======== Supplied data

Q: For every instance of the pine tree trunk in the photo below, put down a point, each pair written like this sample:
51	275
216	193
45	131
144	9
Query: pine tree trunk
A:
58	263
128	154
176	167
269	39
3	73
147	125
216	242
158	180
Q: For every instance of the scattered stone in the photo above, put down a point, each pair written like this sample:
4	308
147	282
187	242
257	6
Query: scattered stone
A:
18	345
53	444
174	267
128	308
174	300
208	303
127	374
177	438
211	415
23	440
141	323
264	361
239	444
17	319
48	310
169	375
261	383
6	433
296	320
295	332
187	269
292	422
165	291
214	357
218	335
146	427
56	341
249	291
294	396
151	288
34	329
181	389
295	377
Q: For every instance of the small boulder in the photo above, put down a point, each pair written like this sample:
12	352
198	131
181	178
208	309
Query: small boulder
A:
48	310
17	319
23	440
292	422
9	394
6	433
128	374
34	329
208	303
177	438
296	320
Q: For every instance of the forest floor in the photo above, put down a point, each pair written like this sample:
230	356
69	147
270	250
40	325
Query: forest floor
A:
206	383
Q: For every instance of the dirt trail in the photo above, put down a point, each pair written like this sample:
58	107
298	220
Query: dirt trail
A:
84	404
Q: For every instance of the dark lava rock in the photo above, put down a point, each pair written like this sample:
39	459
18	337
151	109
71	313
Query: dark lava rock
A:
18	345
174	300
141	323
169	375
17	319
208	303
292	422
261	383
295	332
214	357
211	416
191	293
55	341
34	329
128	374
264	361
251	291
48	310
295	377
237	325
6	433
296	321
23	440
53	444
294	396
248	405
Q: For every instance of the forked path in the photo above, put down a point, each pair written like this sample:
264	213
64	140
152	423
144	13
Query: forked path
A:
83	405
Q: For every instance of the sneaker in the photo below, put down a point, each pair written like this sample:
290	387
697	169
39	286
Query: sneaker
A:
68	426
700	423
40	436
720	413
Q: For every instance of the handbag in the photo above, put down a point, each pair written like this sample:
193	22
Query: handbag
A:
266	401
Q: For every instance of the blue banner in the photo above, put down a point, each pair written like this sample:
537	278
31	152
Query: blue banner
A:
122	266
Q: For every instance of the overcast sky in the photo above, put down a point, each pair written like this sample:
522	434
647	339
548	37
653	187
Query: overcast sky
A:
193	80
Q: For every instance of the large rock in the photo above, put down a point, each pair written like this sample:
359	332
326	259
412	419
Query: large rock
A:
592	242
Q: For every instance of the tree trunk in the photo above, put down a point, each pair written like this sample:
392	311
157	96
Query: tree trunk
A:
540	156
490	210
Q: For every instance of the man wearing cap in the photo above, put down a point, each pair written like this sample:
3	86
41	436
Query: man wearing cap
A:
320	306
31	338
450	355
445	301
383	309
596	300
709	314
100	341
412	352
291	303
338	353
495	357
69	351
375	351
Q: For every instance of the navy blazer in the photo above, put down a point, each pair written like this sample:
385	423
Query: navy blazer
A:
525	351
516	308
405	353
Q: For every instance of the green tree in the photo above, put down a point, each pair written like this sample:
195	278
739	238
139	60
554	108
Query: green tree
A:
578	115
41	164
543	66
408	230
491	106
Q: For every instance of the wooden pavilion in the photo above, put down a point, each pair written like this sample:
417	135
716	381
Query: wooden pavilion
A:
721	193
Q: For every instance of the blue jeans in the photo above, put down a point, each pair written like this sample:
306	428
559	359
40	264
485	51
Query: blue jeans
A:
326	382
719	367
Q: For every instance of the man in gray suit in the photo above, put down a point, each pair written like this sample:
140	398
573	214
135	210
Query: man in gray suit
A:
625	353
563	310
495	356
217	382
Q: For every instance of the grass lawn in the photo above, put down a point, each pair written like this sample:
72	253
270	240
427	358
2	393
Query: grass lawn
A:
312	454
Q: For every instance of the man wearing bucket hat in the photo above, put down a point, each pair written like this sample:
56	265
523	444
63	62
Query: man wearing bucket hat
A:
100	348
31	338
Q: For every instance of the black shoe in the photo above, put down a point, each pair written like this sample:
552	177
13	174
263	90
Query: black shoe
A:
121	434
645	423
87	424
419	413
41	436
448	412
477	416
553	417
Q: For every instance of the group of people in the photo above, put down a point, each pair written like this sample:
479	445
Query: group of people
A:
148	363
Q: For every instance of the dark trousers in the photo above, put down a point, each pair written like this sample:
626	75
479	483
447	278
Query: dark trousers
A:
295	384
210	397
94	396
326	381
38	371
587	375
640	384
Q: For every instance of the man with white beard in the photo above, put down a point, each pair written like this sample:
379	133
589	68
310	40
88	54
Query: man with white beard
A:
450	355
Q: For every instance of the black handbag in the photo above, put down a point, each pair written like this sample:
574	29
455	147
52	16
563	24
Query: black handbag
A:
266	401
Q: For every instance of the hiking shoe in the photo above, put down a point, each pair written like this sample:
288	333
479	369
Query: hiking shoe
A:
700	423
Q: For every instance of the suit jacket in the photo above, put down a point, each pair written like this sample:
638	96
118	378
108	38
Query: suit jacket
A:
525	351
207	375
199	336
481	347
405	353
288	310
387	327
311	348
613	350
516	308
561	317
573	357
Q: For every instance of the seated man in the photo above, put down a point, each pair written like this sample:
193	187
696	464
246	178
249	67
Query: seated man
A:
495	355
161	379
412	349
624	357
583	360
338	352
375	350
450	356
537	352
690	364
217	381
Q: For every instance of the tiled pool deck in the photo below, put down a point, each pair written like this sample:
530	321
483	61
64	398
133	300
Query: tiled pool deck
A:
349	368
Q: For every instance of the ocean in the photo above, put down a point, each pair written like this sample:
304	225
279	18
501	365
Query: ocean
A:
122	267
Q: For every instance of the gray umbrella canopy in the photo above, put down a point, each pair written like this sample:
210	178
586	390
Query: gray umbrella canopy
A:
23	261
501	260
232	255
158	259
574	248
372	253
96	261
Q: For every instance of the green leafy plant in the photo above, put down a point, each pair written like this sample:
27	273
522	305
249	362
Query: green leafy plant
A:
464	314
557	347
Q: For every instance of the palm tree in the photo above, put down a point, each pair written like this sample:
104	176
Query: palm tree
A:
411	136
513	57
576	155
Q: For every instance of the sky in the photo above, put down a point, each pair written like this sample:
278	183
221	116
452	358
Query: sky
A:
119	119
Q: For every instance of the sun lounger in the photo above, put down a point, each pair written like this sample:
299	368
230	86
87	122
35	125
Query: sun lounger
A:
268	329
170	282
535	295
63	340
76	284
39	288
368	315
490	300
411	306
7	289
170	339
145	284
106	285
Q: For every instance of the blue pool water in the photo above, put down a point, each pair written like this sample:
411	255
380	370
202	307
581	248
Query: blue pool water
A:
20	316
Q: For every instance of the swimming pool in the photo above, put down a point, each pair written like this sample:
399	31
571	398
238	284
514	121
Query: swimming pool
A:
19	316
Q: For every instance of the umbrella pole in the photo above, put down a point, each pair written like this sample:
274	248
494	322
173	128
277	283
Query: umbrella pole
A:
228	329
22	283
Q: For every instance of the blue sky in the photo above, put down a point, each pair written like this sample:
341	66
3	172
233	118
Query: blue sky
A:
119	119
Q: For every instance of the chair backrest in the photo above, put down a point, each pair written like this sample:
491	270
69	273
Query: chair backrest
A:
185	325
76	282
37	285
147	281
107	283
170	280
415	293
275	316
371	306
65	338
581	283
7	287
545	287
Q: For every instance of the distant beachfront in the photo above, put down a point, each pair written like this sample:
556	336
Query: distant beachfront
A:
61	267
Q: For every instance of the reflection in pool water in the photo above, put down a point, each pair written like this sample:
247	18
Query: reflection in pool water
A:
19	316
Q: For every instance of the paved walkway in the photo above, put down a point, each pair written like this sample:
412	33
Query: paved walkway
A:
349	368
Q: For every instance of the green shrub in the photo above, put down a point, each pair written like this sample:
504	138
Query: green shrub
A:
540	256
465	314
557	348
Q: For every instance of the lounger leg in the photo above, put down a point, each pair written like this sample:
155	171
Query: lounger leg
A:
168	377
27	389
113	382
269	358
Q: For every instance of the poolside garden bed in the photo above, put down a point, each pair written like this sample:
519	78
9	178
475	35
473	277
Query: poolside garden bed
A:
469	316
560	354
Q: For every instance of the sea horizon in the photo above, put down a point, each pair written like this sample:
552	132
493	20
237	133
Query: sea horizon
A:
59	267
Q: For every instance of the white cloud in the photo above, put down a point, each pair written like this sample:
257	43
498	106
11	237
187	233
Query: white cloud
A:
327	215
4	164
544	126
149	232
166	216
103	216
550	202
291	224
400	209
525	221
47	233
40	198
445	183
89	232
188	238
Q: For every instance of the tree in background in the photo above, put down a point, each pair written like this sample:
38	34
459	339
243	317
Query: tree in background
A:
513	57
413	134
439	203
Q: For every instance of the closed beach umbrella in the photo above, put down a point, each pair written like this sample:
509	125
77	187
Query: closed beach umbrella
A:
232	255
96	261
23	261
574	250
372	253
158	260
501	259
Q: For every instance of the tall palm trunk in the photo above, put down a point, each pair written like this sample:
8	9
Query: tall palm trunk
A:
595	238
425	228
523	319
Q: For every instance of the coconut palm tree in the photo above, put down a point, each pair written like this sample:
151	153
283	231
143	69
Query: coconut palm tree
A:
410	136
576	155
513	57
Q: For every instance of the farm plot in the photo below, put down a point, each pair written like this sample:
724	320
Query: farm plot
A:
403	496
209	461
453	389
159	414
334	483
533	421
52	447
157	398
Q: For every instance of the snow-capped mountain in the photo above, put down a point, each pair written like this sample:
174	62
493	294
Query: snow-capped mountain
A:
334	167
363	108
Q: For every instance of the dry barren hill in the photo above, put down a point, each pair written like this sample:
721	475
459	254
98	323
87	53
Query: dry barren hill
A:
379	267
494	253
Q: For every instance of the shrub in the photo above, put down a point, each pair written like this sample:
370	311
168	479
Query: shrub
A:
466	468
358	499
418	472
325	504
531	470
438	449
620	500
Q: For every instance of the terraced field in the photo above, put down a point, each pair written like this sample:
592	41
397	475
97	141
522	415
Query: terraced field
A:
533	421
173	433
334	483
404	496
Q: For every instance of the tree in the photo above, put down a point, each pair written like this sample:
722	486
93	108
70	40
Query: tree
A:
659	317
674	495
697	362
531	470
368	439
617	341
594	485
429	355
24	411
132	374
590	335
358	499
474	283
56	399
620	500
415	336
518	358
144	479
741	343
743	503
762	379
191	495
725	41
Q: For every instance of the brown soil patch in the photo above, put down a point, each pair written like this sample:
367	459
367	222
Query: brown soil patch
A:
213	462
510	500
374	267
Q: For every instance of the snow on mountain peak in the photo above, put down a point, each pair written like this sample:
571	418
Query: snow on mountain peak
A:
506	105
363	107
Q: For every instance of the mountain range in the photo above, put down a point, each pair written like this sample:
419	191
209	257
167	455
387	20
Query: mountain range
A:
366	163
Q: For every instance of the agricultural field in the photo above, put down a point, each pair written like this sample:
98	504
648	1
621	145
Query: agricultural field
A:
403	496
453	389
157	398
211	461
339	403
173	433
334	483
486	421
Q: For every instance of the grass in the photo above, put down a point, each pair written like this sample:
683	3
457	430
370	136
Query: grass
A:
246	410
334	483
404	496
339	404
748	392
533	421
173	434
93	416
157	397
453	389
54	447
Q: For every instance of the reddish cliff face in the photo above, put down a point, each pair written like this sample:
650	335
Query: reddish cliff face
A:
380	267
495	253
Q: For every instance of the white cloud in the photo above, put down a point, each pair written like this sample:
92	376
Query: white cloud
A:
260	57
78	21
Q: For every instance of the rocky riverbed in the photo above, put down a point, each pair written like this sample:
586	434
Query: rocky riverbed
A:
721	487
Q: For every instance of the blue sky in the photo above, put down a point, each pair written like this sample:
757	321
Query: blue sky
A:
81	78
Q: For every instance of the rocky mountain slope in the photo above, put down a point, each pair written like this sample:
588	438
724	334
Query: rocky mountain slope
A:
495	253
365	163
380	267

================

**To do**
Repeat precisely the lines of the data starting at the one containing "Q: For every instance of the grass in", last line included.

**Correct answer**
Q: For every instance of the grass in the photo above, put down a point, each pair written like this sample:
683	3
457	430
370	136
Query: grass
A:
246	410
334	483
404	496
339	404
748	392
533	421
173	434
93	416
157	397
453	389
54	447
Q: For every instance of the reddish cliff face in the photo above, put down a point, each pair written like this sample:
650	335
Query: reddish cliff face
A:
380	267
495	253
Q: For every instance of the white cloud in the photo above, put down a point, each pair written like this sample:
92	376
Query: white cloud
A:
260	57
78	21
Q: For every instance of the rocky riverbed in the photo above, put down a point, each pair written like this sample:
586	434
Query: rocky riverbed
A:
721	487
Q: For every instance of the blue sky in the photo above, put down a point, each pair written like this sample:
757	321
Query: blue sky
A:
81	78
Q: For every instance of the rocky mountain slope in the photo above, put down a point, each pair written like this sample:
588	438
724	334
Query: rocky mountain slope
A:
495	253
365	163
380	267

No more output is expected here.